* **ЧТО НУЖНО СДЕЛАТЬ**
(1) Процитируйте из текста о романе «Ханеман» отрывок от слов «Хвин Стефан - Ханеман» до слов «в последнее время.» включительно.
(2) Продолжите текст о романе «Ханеман», начиная сразу после его последнего предложения.

* **ЦИТИРУЕМЫЙ ТЕКСТ**
= = =

Библиотека в кармане -зарубежные авторы

         

Хвин Стефан - Ханеман


Стефан Хвин
Ханеман
--------------------------------------------------------------------------
Станислав Лем рекомендует:
Проза плотного плетения
Чтение романа Стефана Хвина "Ханеман" шло у меня с трудом: я застрял на
первых же страницах. Поначалу мне показалось, что автор кропотливо плетет на
коклюшках кружева, излишне усложняя задачу читателя, однако жена убеждала
меня, что это выдающаяся проза, и я решил сразу вломиться в середину. А
поступив так, вошел во вкус и признал, что проза и в самом деле выдающаяся.
Быть может, лучшая из всего, что появилось в последнее время.
Книга Хвина заслуживает того, чтобы о ней писали; отсутствие должного
количества откликов и дискуссий лишний раз свидетельствует о распаде в Польше
"литературной" культуры. Не собираются кружки интеллектуалов, не ведутся
беседы о литературе на телевидении, разве что недавно какой-то там Лем пять
минут говорил о своей книжонке, вышедшей в издательстве "Знак". Нет точек
соприкосновения, все расползаются в разные стороны, как побеги дикорастущего
кустарника. Такая кустистость раздражает, поскольку мешает серьезному
обсуждению книг, заслуживающих большего внимания, чем "бруЛьон" или
"Метафизическое кабаре" некой юной особы. Хвин, по-моему, повторяю,
недооценен, и причину этого я вижу в отсутствии автономной литературной жизни,
в отсутствии системы, которая по справедливости выносила бы некоторые названия
на публичный форум и привлекала к ним широкий общественный интерес. Дело тут
не только в малых тиражах - никто не занимается пропагандой новых имен.

= = =

* **ИЗВЛЕЧЕННЫЙ МАТЕРИАЛ**
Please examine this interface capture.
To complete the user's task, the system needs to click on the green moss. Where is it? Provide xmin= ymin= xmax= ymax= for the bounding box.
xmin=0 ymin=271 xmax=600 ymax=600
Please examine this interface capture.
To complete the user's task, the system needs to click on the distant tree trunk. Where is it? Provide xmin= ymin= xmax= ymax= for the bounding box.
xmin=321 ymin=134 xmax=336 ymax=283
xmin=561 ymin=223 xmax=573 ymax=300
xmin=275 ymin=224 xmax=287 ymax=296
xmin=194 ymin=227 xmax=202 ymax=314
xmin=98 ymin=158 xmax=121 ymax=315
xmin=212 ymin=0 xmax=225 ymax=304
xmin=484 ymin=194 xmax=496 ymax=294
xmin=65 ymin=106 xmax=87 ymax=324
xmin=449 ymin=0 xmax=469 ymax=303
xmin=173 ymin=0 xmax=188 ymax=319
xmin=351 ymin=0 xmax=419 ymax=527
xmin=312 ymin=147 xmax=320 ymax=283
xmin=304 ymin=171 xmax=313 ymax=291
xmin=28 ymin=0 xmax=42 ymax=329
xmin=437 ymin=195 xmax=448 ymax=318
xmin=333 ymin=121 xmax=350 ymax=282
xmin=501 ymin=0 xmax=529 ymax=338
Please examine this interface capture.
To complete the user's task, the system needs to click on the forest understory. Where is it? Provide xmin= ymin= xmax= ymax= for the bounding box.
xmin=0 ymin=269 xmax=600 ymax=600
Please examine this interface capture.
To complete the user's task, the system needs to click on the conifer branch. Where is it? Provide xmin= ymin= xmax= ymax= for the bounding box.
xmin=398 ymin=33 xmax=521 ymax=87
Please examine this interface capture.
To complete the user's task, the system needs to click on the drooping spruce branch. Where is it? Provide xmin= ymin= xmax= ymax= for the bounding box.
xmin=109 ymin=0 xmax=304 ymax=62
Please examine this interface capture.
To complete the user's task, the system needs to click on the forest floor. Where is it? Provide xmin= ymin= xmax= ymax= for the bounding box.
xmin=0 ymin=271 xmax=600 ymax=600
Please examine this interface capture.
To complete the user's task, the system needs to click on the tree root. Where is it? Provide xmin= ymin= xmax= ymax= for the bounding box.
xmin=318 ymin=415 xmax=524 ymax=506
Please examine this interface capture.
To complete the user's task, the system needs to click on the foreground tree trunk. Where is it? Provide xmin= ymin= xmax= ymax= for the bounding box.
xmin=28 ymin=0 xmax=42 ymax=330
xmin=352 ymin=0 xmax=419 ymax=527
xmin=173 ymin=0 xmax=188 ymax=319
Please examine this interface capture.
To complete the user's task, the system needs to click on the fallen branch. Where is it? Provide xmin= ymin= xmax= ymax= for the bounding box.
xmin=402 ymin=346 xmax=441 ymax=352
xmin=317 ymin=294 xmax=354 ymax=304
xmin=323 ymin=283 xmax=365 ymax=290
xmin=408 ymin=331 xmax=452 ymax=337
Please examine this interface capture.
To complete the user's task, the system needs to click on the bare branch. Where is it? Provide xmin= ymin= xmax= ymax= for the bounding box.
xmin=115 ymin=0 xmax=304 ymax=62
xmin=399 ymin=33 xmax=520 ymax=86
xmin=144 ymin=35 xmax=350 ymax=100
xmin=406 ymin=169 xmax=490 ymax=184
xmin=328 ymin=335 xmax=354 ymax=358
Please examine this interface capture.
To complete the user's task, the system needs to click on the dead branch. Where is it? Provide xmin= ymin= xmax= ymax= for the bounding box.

= = =

* **ОТВЕТЫ ПО ПОРЯДКУ**
(1)
Хвин Стефан - Ханеман


Стефан Хвин
Ханеман
--------------------------------------------------------------------------
Станислав Лем рекомендует:
Проза плотного плетения
Чтение романа Стефана Хвина "Ханеман" шло у меня с трудом: я застрял на
первых же страницах. Поначалу мне показалось, что автор кропотливо плетет на
коклюшках кружева, излишне усложняя задачу читателя, однако жена убеждала
меня, что это выдающаяся проза, и я решил сразу вломиться в середину. А
поступив так, вошел во вкус и признал, что проза и в самом деле выдающаяся.
Быть может, лучшая из всего, что появилось в последнее время.

(2)
Отношение к молодым авторам просто ужасное, можно сказать, нигилистическое; вы
не увидите их книг на витринах, а зачастую и на прилавках книжных магазинов.
Моя писательская карьера уже завершается, но я ни капельки не завидую тем,
кому довелось дебютировать в наши дни.
В "Ханемане" рассказывается, как жизнь соприкасается со смертью, и эта
тема, подобно теме судьбы в Пятой Бетховена, повторяется и набирает силу.
Перед нами Гданьск и немцы, которых оттуда выгоняют, и мы знаем, что их
выгоняет - советское наступление, но наступление это изображено как своего
рода космическая катастрофа: ни одного советского солдата на страницах романа
Хвина мы не встретим, и это, я считаю, хорошо. Безымянная сила выбрасывает
людей из родного города, они устремляются на пароходы, и только потом, с
дистанции времени, мы узнаем, что они нашли смерть в ледяных водах Балтики.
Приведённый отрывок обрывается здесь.